▶ [Given task]:
Please return every line of the material below that contains the word "door". Case counts.

▶ [Provided data]:
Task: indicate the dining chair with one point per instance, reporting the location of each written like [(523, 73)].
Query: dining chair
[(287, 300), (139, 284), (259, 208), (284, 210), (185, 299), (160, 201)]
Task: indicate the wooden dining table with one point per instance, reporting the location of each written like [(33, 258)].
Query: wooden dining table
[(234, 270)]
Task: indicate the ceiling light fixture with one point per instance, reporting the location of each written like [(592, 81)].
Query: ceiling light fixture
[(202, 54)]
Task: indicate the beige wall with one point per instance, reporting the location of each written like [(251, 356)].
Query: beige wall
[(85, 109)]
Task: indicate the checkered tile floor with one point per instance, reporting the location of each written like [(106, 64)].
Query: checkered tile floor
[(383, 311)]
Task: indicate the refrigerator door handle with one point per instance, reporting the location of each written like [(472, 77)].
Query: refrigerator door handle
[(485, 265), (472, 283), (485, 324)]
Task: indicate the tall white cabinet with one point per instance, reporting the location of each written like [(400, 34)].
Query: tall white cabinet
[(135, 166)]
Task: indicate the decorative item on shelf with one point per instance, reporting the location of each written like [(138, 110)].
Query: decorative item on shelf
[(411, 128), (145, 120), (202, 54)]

---

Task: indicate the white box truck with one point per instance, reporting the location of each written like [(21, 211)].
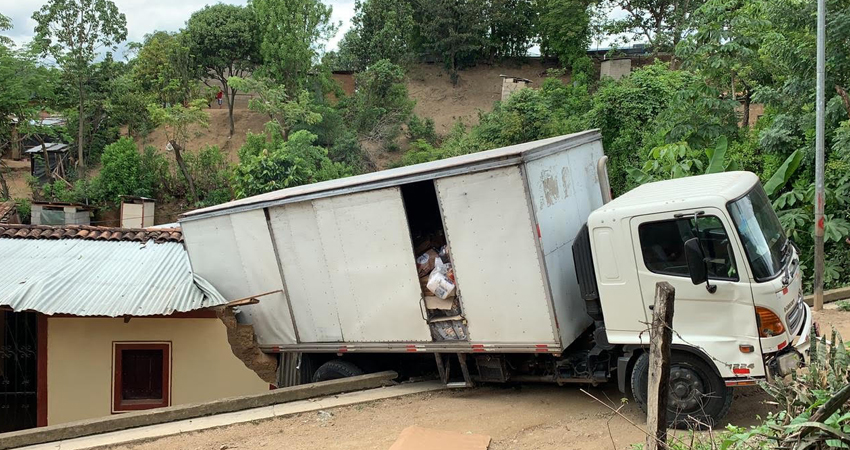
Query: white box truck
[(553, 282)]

▶ [Task result]:
Task: indicate the refrigerator door handle with one point per instance, reporting the location of each written like [(472, 77)].
Query: refrigerator door handle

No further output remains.